* **Selection**:
The integrating factor method relies on an essential calculus concept: the product rule for derivatives. Since this rule is at the heart of the method, let’s take a moment to review it and see how it helps transform a differential equation into one that can be directly integrated.
The product rule is used to compute the derivative of a product of two functions. In the context of solving first-order linear differential equations, we use the product rule in reverse to combine terms involving the dependent and independent variables. This allows us to rewrite the equation as the derivative of a product, making integration straightforward. Let’s begin by recalling the two directions of the product rule.

* **Instructions to follow**:
Copy out the passage on the product rule in full, word for word.

* **Raw data**:
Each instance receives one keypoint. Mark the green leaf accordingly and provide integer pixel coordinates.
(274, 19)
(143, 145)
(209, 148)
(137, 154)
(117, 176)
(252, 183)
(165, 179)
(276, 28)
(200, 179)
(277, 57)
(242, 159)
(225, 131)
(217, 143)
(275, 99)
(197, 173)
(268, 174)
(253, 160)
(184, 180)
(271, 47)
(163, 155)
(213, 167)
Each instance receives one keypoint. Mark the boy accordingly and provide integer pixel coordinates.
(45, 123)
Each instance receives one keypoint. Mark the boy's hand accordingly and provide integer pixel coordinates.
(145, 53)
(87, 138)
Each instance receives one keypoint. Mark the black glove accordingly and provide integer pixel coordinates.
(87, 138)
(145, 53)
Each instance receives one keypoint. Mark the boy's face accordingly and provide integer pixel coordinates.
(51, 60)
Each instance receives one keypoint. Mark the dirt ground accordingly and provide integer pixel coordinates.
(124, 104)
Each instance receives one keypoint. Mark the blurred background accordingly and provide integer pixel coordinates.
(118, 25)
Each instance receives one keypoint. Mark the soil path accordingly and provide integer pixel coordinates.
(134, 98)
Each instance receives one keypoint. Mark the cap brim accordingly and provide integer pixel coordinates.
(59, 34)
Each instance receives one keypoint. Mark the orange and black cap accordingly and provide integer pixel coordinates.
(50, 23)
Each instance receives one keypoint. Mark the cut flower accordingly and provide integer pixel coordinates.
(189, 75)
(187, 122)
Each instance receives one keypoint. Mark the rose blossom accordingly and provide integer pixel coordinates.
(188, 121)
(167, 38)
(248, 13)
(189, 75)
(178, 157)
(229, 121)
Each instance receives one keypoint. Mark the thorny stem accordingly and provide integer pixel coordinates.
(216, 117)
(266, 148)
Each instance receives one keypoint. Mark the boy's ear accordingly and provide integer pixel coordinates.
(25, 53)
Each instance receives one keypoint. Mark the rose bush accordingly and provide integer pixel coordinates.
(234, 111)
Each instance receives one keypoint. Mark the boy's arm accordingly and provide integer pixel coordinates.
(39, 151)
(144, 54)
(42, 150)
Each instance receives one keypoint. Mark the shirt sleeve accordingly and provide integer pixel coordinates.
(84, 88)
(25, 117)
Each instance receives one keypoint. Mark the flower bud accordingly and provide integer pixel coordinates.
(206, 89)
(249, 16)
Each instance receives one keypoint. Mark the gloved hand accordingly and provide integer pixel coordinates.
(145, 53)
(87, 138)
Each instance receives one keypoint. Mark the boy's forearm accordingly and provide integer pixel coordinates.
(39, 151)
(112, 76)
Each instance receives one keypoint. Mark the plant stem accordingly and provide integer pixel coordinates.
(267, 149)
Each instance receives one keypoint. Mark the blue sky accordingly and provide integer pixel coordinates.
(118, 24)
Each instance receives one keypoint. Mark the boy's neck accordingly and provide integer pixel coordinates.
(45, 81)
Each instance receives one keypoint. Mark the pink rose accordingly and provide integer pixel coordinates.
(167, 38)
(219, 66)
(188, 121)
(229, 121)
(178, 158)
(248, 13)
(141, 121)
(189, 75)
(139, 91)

* **Finished answer**:
The integrating factor method relies on an essential calculus concept: the product rule for derivatives. Since this rule is at the heart of the method, let’s take a moment to review it and see how it helps transform a differential equation into one that can be directly integrated.
The product rule is used to compute the derivative of a product of two functions. In the context of solving first-order linear differential equations, we use the product rule in reverse to combine terms involving the dependent and independent variables. This allows us to rewrite the equation as the derivative of a product, making integration straightforward. Let’s begin by recalling the two directions of the product rule.